YOUR INSTRUCTIONS
Find each line in the records below that contains the string "chapel", matching case exactly, and copy those lines.

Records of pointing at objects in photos
──────

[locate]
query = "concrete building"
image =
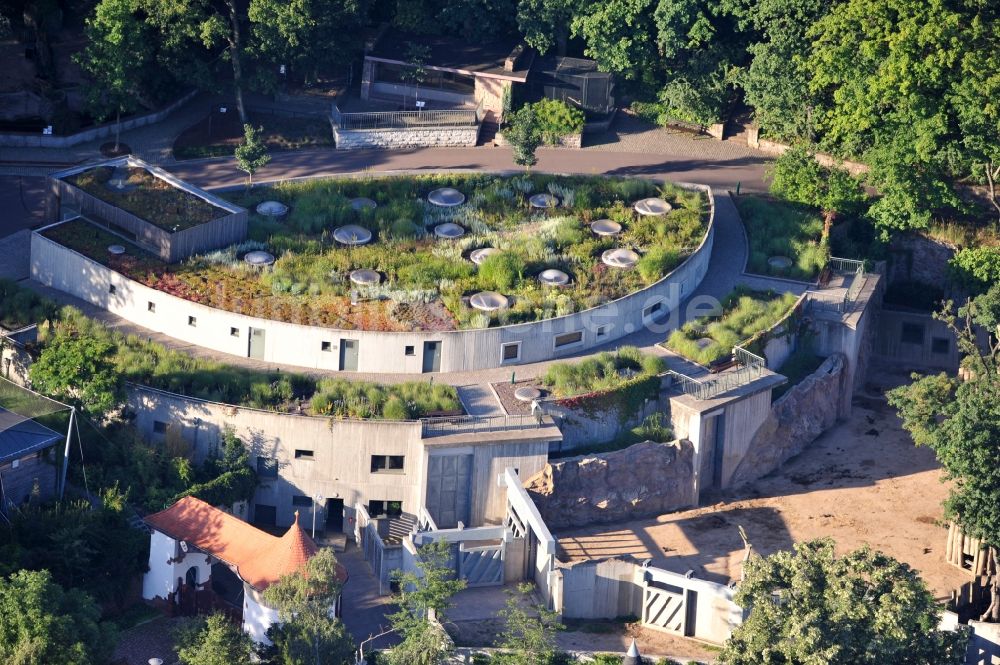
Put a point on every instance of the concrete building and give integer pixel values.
(193, 545)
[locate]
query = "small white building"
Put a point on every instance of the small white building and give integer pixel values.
(191, 537)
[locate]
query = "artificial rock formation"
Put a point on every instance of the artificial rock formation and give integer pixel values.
(796, 419)
(641, 480)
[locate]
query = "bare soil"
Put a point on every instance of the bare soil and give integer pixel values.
(862, 482)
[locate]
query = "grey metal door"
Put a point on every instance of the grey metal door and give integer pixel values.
(256, 349)
(349, 355)
(449, 482)
(432, 356)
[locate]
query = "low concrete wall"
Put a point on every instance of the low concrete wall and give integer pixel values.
(796, 419)
(16, 252)
(309, 346)
(644, 479)
(99, 132)
(418, 137)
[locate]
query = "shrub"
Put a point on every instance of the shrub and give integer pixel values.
(657, 262)
(501, 271)
(557, 119)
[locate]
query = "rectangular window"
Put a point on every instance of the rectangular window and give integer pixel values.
(267, 467)
(387, 463)
(569, 339)
(510, 351)
(912, 333)
(385, 508)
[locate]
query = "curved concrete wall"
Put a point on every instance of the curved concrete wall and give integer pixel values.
(313, 347)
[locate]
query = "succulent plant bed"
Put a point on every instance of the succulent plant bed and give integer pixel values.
(149, 198)
(744, 314)
(426, 282)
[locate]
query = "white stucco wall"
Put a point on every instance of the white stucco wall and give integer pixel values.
(301, 345)
(257, 617)
(168, 563)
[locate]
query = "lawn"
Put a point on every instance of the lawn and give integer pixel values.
(426, 282)
(744, 314)
(780, 228)
(223, 133)
(153, 199)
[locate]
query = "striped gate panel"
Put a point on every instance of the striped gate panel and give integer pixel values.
(481, 566)
(664, 610)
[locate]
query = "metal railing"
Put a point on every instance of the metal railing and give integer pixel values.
(845, 304)
(443, 426)
(372, 120)
(750, 367)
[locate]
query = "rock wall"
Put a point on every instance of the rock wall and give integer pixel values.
(919, 259)
(455, 137)
(641, 480)
(796, 419)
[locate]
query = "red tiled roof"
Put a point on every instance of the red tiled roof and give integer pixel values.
(258, 557)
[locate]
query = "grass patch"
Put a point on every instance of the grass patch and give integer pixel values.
(744, 314)
(150, 364)
(605, 371)
(20, 307)
(221, 136)
(154, 200)
(426, 282)
(780, 228)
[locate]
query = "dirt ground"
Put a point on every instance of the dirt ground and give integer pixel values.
(862, 482)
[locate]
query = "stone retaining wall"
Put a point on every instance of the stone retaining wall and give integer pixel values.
(796, 419)
(422, 137)
(641, 480)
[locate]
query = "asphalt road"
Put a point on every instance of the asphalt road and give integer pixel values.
(222, 172)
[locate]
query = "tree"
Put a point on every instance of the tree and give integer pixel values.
(80, 369)
(213, 641)
(192, 29)
(309, 635)
(529, 636)
(41, 623)
(798, 177)
(523, 133)
(811, 607)
(960, 422)
(416, 67)
(117, 55)
(545, 23)
(422, 594)
(251, 154)
(290, 34)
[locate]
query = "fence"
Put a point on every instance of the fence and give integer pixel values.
(371, 120)
(473, 424)
(750, 368)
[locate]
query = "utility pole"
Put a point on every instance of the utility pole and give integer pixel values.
(69, 431)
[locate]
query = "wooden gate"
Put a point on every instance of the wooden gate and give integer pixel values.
(481, 566)
(664, 609)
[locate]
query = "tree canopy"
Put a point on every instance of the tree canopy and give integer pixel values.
(41, 623)
(812, 607)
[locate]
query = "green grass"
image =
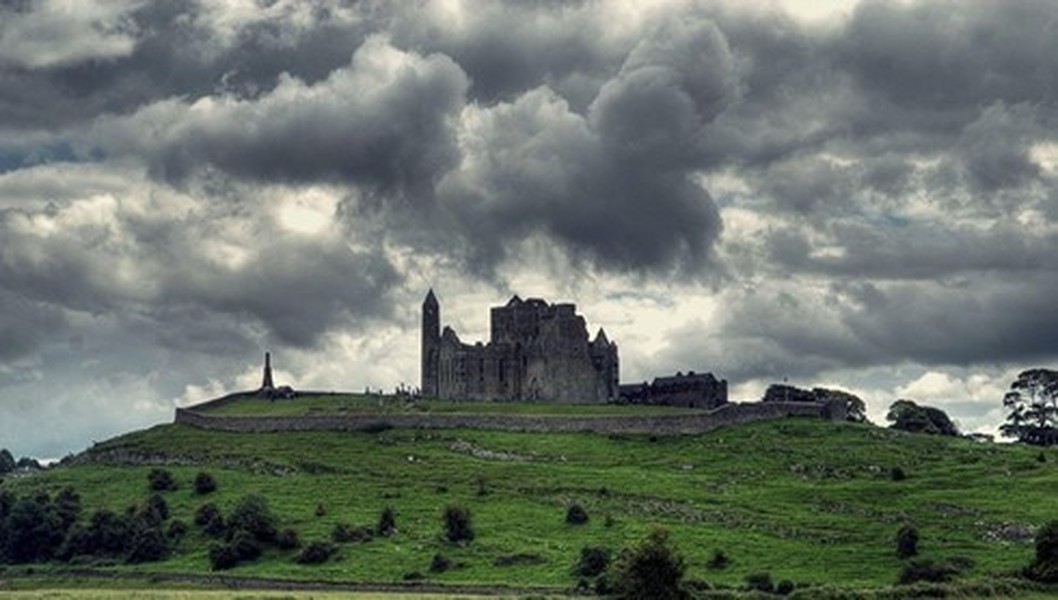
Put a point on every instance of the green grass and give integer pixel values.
(807, 501)
(359, 403)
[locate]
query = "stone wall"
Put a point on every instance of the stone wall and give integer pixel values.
(657, 424)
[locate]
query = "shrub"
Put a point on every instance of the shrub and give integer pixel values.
(761, 582)
(344, 532)
(651, 569)
(594, 562)
(927, 570)
(439, 563)
(156, 511)
(457, 525)
(222, 557)
(161, 480)
(520, 559)
(245, 545)
(387, 522)
(148, 545)
(1044, 568)
(718, 560)
(576, 514)
(785, 587)
(287, 540)
(204, 484)
(177, 530)
(208, 517)
(315, 552)
(252, 515)
(907, 542)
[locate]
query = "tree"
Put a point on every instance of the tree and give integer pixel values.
(252, 515)
(204, 484)
(651, 569)
(33, 530)
(1032, 405)
(1045, 566)
(908, 416)
(161, 480)
(907, 542)
(387, 522)
(6, 461)
(457, 525)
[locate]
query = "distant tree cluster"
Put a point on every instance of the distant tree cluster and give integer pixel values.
(908, 416)
(41, 528)
(1032, 405)
(8, 465)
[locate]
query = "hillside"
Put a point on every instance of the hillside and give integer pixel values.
(805, 500)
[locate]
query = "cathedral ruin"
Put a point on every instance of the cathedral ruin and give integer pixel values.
(536, 351)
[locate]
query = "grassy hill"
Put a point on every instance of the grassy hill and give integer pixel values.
(808, 501)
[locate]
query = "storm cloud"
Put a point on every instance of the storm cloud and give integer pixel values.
(865, 199)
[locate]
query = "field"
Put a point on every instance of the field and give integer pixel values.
(812, 502)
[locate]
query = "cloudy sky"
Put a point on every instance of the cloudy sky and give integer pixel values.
(862, 196)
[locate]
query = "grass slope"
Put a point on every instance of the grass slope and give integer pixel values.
(807, 501)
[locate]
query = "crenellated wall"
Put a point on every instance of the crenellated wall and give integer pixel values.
(655, 424)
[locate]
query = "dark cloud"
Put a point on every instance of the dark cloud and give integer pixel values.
(25, 324)
(189, 182)
(382, 122)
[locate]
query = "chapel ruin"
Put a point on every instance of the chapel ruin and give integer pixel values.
(536, 351)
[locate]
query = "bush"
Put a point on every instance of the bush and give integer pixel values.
(1044, 568)
(204, 484)
(177, 530)
(148, 545)
(315, 552)
(439, 563)
(344, 532)
(576, 514)
(651, 569)
(761, 582)
(520, 559)
(287, 540)
(593, 563)
(907, 542)
(222, 557)
(253, 516)
(457, 525)
(718, 560)
(161, 480)
(156, 511)
(208, 517)
(387, 522)
(785, 587)
(927, 570)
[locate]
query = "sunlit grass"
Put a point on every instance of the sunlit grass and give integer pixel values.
(807, 501)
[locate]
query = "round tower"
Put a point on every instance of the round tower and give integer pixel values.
(431, 344)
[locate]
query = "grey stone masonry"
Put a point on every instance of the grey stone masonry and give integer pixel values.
(536, 351)
(654, 424)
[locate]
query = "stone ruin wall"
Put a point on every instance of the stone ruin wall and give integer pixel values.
(654, 424)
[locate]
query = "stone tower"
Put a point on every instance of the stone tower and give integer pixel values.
(267, 384)
(431, 344)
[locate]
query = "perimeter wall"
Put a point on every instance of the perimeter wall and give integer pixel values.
(658, 424)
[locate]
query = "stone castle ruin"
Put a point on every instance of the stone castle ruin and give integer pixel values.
(536, 351)
(691, 391)
(542, 351)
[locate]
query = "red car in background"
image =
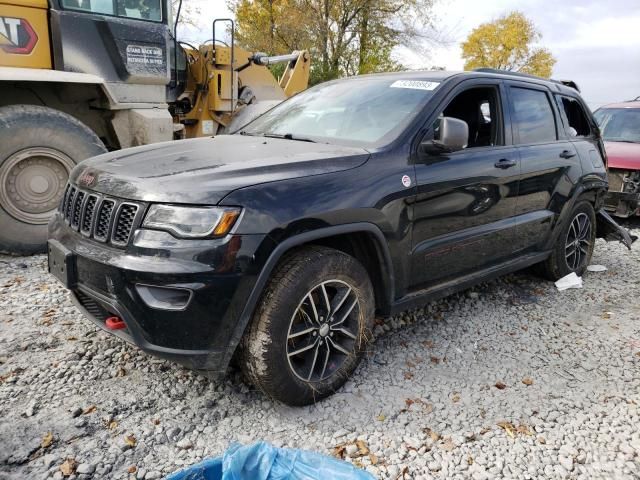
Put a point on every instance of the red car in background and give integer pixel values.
(620, 127)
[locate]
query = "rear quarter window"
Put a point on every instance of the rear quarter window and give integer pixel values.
(533, 117)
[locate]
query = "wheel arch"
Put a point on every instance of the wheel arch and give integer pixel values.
(364, 241)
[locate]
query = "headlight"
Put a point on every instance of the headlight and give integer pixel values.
(191, 222)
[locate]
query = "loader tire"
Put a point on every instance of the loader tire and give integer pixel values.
(39, 147)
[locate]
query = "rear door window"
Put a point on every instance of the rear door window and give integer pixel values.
(533, 117)
(578, 125)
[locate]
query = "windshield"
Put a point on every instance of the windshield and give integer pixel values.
(619, 124)
(364, 112)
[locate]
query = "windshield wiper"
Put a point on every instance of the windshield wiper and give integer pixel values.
(288, 136)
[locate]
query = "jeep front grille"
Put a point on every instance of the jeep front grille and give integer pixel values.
(107, 220)
(124, 223)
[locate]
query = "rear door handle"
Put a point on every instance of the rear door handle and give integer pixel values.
(505, 163)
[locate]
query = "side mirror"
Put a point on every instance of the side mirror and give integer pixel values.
(454, 136)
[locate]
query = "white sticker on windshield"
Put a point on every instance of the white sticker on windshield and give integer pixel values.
(415, 84)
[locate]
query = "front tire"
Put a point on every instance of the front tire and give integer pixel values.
(574, 247)
(311, 328)
(38, 148)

──────

FINAL RESULT
query = "chapel ruin"
Put a point on every instance of the chapel ruin and give integer pixel values.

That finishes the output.